Entries taken from a collection

..........

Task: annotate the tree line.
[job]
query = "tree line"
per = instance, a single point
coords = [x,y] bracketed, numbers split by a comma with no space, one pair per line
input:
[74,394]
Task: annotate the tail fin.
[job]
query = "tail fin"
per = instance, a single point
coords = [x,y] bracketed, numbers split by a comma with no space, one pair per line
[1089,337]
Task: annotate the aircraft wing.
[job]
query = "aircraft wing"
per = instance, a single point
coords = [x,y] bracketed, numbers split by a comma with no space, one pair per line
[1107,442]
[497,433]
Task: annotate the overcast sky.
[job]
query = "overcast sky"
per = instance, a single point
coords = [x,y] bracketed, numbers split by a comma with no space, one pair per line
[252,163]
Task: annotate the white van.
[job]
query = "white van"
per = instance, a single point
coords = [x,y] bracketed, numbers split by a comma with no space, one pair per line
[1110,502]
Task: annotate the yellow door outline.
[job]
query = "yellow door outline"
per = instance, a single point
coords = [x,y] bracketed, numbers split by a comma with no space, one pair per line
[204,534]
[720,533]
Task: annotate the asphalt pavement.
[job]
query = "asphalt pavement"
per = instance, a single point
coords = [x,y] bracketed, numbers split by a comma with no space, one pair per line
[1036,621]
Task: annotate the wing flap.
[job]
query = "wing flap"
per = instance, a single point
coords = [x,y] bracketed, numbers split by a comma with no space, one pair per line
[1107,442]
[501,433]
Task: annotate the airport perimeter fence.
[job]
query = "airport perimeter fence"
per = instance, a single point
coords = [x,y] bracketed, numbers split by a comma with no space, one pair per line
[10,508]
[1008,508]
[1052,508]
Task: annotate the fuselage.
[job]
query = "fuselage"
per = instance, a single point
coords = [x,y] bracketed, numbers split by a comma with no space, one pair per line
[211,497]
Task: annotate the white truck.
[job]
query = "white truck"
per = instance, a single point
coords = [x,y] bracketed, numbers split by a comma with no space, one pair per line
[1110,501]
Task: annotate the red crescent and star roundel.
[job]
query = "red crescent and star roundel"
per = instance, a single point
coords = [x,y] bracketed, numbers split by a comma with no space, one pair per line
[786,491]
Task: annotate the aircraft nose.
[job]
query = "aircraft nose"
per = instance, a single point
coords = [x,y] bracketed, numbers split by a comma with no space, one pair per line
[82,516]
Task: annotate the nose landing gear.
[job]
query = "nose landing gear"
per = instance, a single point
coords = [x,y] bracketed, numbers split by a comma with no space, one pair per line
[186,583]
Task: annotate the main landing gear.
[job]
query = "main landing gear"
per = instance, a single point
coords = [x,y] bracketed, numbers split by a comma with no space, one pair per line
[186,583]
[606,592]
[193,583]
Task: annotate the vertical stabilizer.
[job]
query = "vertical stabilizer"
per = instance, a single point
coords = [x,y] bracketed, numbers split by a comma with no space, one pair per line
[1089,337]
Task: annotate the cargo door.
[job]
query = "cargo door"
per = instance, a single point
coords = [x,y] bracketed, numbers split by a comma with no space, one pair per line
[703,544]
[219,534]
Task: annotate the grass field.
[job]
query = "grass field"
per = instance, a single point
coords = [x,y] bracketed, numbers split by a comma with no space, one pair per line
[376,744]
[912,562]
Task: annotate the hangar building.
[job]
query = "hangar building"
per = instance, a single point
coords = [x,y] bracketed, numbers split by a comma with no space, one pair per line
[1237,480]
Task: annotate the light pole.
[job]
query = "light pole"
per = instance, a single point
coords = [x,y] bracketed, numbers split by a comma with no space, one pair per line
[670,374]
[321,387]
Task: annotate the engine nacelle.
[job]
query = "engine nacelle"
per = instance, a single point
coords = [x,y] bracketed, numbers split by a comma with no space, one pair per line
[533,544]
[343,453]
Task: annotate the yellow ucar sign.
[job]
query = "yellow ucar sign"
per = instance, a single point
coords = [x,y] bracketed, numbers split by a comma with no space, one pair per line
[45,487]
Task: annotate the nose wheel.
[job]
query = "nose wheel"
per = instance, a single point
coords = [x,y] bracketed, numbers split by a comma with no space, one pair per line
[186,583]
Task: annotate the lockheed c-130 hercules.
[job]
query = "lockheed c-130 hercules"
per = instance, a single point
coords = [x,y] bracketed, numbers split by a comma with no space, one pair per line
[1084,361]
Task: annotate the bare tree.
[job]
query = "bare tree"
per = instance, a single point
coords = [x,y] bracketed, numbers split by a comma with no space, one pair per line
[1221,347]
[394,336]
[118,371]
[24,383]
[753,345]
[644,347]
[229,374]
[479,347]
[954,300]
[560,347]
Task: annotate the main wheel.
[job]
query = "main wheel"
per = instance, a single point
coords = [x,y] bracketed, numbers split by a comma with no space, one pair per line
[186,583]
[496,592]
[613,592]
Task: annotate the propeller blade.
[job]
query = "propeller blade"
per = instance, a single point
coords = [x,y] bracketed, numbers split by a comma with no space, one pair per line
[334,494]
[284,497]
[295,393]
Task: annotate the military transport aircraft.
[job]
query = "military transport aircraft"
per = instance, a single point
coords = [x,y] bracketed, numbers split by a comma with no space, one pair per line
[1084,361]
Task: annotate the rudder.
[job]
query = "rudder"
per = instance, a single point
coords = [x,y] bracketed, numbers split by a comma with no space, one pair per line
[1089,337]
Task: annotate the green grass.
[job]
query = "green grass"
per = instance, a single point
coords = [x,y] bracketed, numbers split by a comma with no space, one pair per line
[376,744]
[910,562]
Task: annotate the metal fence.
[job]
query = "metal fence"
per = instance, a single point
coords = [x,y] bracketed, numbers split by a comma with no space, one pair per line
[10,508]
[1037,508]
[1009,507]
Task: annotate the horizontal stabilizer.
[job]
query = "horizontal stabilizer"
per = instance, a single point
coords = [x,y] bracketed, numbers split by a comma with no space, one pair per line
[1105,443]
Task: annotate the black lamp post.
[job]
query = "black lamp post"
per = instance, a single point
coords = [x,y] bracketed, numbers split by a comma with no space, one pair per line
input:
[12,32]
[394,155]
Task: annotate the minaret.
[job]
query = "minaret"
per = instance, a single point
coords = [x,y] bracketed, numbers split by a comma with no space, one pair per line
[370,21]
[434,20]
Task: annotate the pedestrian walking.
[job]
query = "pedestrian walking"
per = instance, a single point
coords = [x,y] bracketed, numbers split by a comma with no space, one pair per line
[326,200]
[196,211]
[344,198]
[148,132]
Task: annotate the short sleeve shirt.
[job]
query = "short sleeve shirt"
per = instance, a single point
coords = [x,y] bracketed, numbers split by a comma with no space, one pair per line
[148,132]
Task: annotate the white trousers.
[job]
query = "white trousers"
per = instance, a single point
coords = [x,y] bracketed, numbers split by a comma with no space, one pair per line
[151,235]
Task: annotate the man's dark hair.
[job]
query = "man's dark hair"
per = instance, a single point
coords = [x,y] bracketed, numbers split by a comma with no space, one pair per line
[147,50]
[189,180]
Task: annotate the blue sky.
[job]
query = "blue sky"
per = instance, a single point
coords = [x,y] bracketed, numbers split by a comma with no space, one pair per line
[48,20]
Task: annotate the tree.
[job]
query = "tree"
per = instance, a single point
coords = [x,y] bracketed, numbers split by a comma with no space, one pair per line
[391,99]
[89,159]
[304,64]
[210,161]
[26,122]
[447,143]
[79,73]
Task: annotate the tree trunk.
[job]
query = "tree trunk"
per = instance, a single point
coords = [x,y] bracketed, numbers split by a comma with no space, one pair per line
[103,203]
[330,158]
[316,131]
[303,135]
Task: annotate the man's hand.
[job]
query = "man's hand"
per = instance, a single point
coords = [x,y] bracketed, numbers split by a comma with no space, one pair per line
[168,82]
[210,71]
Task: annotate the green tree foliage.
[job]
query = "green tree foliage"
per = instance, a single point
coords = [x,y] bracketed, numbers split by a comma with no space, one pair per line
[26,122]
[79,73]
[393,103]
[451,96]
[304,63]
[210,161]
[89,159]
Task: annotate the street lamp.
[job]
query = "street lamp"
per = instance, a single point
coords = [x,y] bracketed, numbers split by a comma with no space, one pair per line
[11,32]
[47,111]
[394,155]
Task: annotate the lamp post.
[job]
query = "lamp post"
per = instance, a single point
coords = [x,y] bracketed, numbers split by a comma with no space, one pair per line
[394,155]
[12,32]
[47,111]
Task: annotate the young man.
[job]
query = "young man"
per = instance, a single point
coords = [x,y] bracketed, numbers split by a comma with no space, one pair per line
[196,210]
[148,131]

..........

## Problem to solve
The expected answer is a copy of each line above containing "blue".

## Response below
Task: annotate the blue sky.
query = "blue sky"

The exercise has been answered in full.